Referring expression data
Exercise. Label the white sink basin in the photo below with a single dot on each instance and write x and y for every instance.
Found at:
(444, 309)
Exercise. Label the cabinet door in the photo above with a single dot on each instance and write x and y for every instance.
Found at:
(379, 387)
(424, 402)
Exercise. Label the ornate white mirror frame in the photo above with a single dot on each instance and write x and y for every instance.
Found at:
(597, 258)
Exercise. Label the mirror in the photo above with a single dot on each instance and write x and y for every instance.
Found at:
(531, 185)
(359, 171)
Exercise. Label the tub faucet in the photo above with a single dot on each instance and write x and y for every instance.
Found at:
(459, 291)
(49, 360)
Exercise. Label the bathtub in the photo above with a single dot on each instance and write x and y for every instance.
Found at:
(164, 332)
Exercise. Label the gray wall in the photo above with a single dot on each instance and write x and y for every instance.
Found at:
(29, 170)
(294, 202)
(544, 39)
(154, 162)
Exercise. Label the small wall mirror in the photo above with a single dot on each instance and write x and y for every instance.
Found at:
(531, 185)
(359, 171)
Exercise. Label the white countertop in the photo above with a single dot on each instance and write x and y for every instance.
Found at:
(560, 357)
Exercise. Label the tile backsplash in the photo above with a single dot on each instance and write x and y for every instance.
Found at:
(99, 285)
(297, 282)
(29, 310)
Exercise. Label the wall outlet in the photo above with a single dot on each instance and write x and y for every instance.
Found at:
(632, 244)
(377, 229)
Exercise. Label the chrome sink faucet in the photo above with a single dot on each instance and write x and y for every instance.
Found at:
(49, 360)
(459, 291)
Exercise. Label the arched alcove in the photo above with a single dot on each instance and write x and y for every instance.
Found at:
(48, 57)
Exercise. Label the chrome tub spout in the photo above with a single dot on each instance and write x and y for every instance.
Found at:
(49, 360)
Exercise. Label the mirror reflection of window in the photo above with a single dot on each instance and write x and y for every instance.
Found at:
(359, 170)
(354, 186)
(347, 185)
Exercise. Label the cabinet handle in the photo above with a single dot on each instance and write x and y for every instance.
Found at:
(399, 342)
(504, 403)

* Problem to solve *
Could you set down every record exactly as given?

* Solution to this exercise *
Exercise. Label the white sink basin in the photo below with a single dot on each instance and write x and y for every instance.
Found at:
(444, 309)
Exercise. Label the cabinet door in the photo above with a single dot on each instance and write x and y for every instance.
Found at:
(379, 387)
(424, 402)
Exercise. Label the ornate white mirror frame in the photo above with a single dot on each instance and write x and y for every instance.
Found at:
(597, 258)
Exercise. Label the mirror in the photo above with a single dot on each instance and write x and y for every instance.
Found at:
(531, 185)
(359, 171)
Exercise. Label the tub faucet in the photo above with a single dot on each instance and write x and y for every instance.
Found at:
(459, 291)
(49, 360)
Exercise. Label the bathtub in the photo above with a single dot on each instance and write x and y for every instance.
Found at:
(164, 332)
Exercise. Label the gray wall in the photo above with a single dot on each instance and write x and y for every instance.
Found at:
(29, 170)
(294, 202)
(544, 39)
(154, 162)
Exercise. Label the small wall mirror in the photo above with a single dot on each instance and write x and y for every instance.
Found at:
(531, 185)
(359, 171)
Exercise. Label the white countertop in the photo above with a single dot on each instance and write x and y for every instance.
Found at:
(560, 357)
Exercise. Label the tile backsplash in the photo above with a single dot on each instance and write x and y for every instance.
Found at:
(99, 285)
(297, 282)
(29, 310)
Exercise. Label the wall outlet in the photo above with a single dot on each instance and write x and y for every instance.
Found at:
(632, 244)
(377, 229)
Exercise. Label the chrome sink faucet in the photo above with a single dot on each instance and write x and y for every instance.
Found at:
(49, 360)
(459, 291)
Exercise. Label the arched alcove in the photo above with a single dot on each instance and write x and y for every instance.
Found at:
(48, 57)
Exercise. Label the chrome tub spout in the photo above with a single dot on each instance and write x and y for every instance.
Found at:
(49, 360)
Exercise. Label the mirror reflection of window in the photo above with a single dot on each instance and write x and y for every instance.
Found at:
(359, 170)
(354, 186)
(347, 185)
Exercise. Label the cabinet handle in the photo above with a single dot on each instance and write x and y for every instance.
Found at:
(399, 342)
(504, 403)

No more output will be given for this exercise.